## Extract:
--- BEGIN ---

Note: the following codes and tasks require that the data shaping exercise is done, and the result is saved to `df`.

In [None]:
df.head(3)

We will display the number of shots in each season as a bar and a pie chart.

First, perform the calculation of occurrences in a given column.

In [None]:
season_counts = df['Season'].value_counts()
#season_counts = df['Season'].value_counts().sort_index()
#season_counts = df['Season'].value_counts().sort_values()

season_counts

Then, the data can be manually plotted with Matplotlib.

The data structures used by `pandas` are usually array-like, so they can be passed as arguments directly.

In [None]:
bars = season_counts.index
lengths = season_counts.values

In [None]:
fig, ax = plt.subplots(figsize=(7,4))
ax.bar(bars, lengths)

--- END ---

## Supplied records:
--- BEGIN ---

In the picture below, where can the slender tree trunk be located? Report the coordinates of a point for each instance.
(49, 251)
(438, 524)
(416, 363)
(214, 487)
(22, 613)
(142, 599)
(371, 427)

--- END ---

## Parts of the exercise:
1. Decide whether each statement agrees with the notebook excerpt. Answer yes or no, and quote the words of the excerpt that settle it. (a) The code assumes the data shaping exercise has already been completed. (b) The number of shots in each season is displayed only as a pie chart. (c) The data structures used by pandas have to be converted before being passed to Matplotlib.
2. According to the notebook excerpt, where must the result of the data shaping exercise be saved?
3. Please return the part of the notebook excerpt from "First, perform the" to "#season_counts = df['Season'].value_counts().sort_index()".
These records were collected from a separate source.

## Responses per task:
1.
(a) Yes: "the following codes and tasks require that the data shaping exercise is done"
(b) No: "We will display the number of shots in each season as a bar and a pie chart."
(c) No: "they can be passed as arguments directly"

2. It must be saved to `df`.

3.
First, perform the calculation of occurrences in a given column.

In [None]:
season_counts = df['Season'].value_counts()
#season_counts = df['Season'].value_counts().sort_index()